** Exercise description **
Every entry must be repeated exactly in the answer.

Dataset entries:
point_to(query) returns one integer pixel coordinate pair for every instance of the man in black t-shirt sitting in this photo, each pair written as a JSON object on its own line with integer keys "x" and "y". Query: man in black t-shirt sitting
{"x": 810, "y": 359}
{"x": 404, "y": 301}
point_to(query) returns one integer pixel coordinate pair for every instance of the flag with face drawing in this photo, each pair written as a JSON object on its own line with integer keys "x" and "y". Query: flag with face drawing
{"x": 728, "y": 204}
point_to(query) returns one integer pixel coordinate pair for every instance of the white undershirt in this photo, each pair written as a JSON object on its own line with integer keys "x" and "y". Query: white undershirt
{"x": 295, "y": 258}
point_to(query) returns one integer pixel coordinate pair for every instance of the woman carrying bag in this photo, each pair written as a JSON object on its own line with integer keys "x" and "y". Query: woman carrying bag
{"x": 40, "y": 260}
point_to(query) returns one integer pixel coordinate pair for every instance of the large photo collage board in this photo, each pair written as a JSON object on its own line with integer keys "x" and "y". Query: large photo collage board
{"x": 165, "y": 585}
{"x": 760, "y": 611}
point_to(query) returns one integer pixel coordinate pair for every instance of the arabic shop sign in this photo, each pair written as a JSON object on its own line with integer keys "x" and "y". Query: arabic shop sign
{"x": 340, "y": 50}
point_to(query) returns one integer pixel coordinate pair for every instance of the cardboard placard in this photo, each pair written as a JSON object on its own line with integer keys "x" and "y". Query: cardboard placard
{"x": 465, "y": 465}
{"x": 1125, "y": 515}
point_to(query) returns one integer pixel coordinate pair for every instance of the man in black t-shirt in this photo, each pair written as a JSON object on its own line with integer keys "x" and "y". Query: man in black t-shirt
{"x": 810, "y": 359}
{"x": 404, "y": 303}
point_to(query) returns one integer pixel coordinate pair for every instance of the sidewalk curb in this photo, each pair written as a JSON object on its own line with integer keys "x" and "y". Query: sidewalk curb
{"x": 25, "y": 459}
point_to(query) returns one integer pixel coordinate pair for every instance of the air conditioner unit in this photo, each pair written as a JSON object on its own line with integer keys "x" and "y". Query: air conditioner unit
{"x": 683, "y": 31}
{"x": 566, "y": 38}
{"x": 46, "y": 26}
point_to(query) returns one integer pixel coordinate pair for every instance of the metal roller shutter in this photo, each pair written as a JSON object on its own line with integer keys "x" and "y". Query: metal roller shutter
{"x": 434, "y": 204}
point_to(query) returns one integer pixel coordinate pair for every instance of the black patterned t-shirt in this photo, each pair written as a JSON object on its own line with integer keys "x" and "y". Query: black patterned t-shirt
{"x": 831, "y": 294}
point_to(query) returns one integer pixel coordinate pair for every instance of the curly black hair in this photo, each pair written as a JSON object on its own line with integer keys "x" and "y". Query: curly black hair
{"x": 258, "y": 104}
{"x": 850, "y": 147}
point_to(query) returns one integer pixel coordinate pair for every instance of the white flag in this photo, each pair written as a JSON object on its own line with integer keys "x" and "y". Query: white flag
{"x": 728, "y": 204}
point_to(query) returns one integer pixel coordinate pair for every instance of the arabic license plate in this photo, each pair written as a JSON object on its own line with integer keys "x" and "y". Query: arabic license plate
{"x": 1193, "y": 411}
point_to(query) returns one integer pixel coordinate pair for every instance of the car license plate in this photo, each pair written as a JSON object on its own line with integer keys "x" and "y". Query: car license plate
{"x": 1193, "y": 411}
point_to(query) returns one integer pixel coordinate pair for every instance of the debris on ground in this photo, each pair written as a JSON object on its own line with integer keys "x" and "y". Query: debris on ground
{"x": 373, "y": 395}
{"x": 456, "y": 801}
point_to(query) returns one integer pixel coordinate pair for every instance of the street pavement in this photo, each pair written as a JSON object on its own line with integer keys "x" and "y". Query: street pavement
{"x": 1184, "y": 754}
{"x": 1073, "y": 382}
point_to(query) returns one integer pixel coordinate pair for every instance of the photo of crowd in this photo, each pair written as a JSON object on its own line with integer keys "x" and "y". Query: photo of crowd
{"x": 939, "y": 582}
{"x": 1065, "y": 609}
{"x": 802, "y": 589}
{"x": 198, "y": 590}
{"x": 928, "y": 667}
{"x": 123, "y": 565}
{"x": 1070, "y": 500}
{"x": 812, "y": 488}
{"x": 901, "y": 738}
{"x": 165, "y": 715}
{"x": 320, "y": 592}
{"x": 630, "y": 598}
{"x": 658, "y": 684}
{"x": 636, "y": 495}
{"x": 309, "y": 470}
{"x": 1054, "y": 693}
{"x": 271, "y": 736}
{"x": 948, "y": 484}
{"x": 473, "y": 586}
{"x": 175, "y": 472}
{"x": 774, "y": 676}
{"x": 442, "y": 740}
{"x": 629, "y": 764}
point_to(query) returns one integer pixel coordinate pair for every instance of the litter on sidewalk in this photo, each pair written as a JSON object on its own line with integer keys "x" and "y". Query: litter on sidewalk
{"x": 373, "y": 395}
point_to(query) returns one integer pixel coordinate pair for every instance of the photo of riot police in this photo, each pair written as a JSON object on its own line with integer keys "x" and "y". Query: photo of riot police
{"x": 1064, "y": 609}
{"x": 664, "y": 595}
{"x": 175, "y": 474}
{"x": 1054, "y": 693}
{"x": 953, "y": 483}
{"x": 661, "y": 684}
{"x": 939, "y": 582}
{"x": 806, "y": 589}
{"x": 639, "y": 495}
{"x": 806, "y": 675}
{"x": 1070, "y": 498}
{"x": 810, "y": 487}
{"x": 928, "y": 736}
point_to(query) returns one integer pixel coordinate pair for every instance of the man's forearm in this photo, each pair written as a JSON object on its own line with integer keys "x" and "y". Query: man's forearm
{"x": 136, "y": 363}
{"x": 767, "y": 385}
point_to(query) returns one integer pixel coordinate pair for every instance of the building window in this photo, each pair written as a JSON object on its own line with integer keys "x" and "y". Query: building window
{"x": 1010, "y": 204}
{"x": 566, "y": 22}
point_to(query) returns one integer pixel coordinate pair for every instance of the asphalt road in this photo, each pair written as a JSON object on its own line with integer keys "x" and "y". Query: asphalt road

** Task output **
point_to(query) returns one integer pixel coordinate pair for every instance of the man in black t-shirt sitting in this photo, each pair written as a JSON object on its own line with integer keys "x" and "y". Query: man in black t-shirt sitting
{"x": 810, "y": 359}
{"x": 404, "y": 301}
point_to(query) returns one integer pixel coordinate pair for every instance of the flag with face drawing in this photo, each pair written as a JSON object on its own line with integer keys "x" and "y". Query: flag with face drawing
{"x": 728, "y": 204}
point_to(query) returns one integer pixel coordinate pair for every instance of the white undershirt in this photo, each pair written as a JSON object on its own line with integer keys "x" and "y". Query: white undershirt
{"x": 295, "y": 258}
point_to(query) returns one integer pixel coordinate pair for every instance of the woman carrying bag in this photo, each pair written as a JSON object on its own line with integer keys "x" and "y". Query: woman carrying bag
{"x": 40, "y": 260}
point_to(query) returns one integer pixel coordinate pair for every instance of the large photo collage board in this photo, each pair written as a JSON object on its own line with integer keys "x" and "y". Query: large photo collage board
{"x": 165, "y": 585}
{"x": 760, "y": 611}
point_to(query) returns one integer pixel coordinate pair for every instance of the arabic shop sign in this photo, each pair written as a JSON object on its own line with integer keys "x" and "y". Query: arabic shop sign
{"x": 340, "y": 50}
point_to(query) returns one integer pixel coordinate pair for every instance of the cardboard placard in this photo, each pair written as a JSON object on its own line with integer keys "x" and "y". Query: cardboard placard
{"x": 465, "y": 465}
{"x": 1125, "y": 515}
point_to(query) returns one integer pixel coordinate pair for every instance of the man in black t-shirt in this photo, each pair written as a JSON object on its own line with integer keys "x" and "y". Query: man in black t-shirt
{"x": 810, "y": 359}
{"x": 404, "y": 303}
point_to(query) returns one integer pixel coordinate pair for every instance of the sidewalk curb in this photo, each pair written as a JSON object on its own line with integer keys "x" and "y". Query: sidewalk curb
{"x": 25, "y": 459}
point_to(query) returns one integer pixel coordinate pair for every instance of the air conditioner unit in this photo, each pair written as a JSON object on its own line with integer keys "x" and "y". Query: air conditioner unit
{"x": 683, "y": 31}
{"x": 566, "y": 38}
{"x": 46, "y": 26}
point_to(query) returns one integer pixel coordinate pair for every instance of the metal roller shutter in this photo, each pair written as a JSON object on its own line with integer keys "x" and "y". Query: metal roller shutter
{"x": 434, "y": 204}
point_to(query) returns one integer pixel coordinate pair for every instance of the black patterned t-shirt in this photo, each pair written as a JSON object on its own line with integer keys "x" and "y". Query: black patterned t-shirt
{"x": 831, "y": 294}
point_to(query) returns one integer pixel coordinate pair for every instance of the curly black hair in this photo, each pair written as a JSON object on its own line with integer keys "x" and "y". Query: curly black hair
{"x": 258, "y": 104}
{"x": 850, "y": 147}
point_to(query) returns one integer pixel coordinate pair for every instance of the white flag in this photo, each pair written as a JSON object on its own line with integer keys "x" and "y". Query: white flag
{"x": 728, "y": 204}
point_to(query) returns one integer pixel coordinate pair for every instance of the arabic license plate in this photo, each pair written as a JSON object on its own line with integer keys "x" and "y". Query: arabic license plate
{"x": 1193, "y": 411}
point_to(query) returns one integer pixel coordinate pair for every instance of the car license plate in this photo, each pair written as a JSON object on its own line with integer keys "x" and "y". Query: car license plate
{"x": 1193, "y": 411}
point_to(query) returns one integer pixel coordinate pair for every instance of the debris on ground in this photo, each pair written as a JSON object on its own line with integer keys "x" and "y". Query: debris on ground
{"x": 373, "y": 395}
{"x": 456, "y": 801}
point_to(query) returns one integer pixel coordinate pair for every instance of the street pavement in this photo, each pair written as a JSON object on its own line with integer keys "x" and "y". Query: street pavement
{"x": 1184, "y": 754}
{"x": 1073, "y": 382}
point_to(query) returns one integer pixel coordinate pair for every instance of the photo of crowd in this photo, each pair written as a JSON object on its own line with integer keys "x" and "y". Query: photo of crowd
{"x": 939, "y": 582}
{"x": 1065, "y": 609}
{"x": 802, "y": 589}
{"x": 198, "y": 590}
{"x": 928, "y": 667}
{"x": 123, "y": 565}
{"x": 1070, "y": 500}
{"x": 812, "y": 488}
{"x": 901, "y": 738}
{"x": 165, "y": 715}
{"x": 320, "y": 592}
{"x": 630, "y": 598}
{"x": 658, "y": 684}
{"x": 636, "y": 495}
{"x": 309, "y": 470}
{"x": 1054, "y": 693}
{"x": 271, "y": 736}
{"x": 948, "y": 484}
{"x": 473, "y": 586}
{"x": 175, "y": 472}
{"x": 774, "y": 676}
{"x": 442, "y": 740}
{"x": 629, "y": 764}
point_to(query) returns one integer pixel coordinate pair for every instance of the litter on sidewalk in this photo, each pair written as a JSON object on its own line with integer keys "x" and "y". Query: litter on sidewalk
{"x": 373, "y": 395}
point_to(query) returns one integer pixel coordinate pair for every instance of the photo of riot police in this photo, each pair written as a JSON object on its own line with integer keys "x" and "y". Query: photo of riot police
{"x": 1064, "y": 609}
{"x": 664, "y": 595}
{"x": 175, "y": 474}
{"x": 1054, "y": 693}
{"x": 953, "y": 483}
{"x": 661, "y": 684}
{"x": 939, "y": 582}
{"x": 806, "y": 589}
{"x": 639, "y": 495}
{"x": 806, "y": 675}
{"x": 1070, "y": 498}
{"x": 810, "y": 487}
{"x": 928, "y": 736}
point_to(query) returns one integer pixel coordinate pair for every instance of the man's forearm in this photo, each pair written as a JSON object on its own line with integer keys "x" and "y". Query: man's forearm
{"x": 136, "y": 363}
{"x": 767, "y": 385}
point_to(query) returns one integer pixel coordinate pair for every instance of the building window in this photo, each pair written as a JSON object on its own line with integer keys "x" and "y". Query: building window
{"x": 1010, "y": 204}
{"x": 566, "y": 22}
point_to(query) returns one integer pixel coordinate pair for every instance of the asphalt road in this photo, each pair written as a JSON object on its own line with integer keys "x" and "y". Query: asphalt road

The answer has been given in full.